## SHORT TASK
Rewrite every line of the records below as a JSON list of strings, one string per line, with blank lines omitted.

··· SUPPLIED DATA ···

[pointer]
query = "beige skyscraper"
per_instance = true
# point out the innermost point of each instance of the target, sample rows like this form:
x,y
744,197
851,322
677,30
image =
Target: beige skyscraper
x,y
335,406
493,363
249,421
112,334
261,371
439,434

···

## CORRECT ANSWER
[
  "[pointer]",
  "query = \"beige skyscraper\"",
  "per_instance = true",
  "# point out the innermost point of each instance of the target, sample rows like this form:",
  "x,y",
  "744,197",
  "851,322",
  "677,30",
  "image =",
  "Target: beige skyscraper",
  "x,y",
  "335,406",
  "493,363",
  "249,421",
  "112,334",
  "261,371",
  "439,434"
]